» **Brief**
Reproduce every item below word for word, changing nothing.

» **Provided records**
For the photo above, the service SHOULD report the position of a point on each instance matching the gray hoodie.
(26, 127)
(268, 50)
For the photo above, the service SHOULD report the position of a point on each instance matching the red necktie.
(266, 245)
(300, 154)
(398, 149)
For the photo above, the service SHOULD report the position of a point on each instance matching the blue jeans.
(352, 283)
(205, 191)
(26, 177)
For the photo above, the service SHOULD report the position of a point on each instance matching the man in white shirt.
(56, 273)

» **Solution**
For the photo above, the service SHOULD report the position of a point on each instance matching the gray hoodie.
(26, 127)
(268, 50)
For the photo above, the service SHOULD report the position of a point on each instance matching the red necktie.
(266, 245)
(300, 154)
(398, 149)
For the photo above, the service SHOULD report the position of a point on each instance matching the blue jeans.
(352, 283)
(205, 191)
(26, 177)
For the photo above, the service SHOULD report the position of a point on each instance matching the man in white shirt.
(56, 273)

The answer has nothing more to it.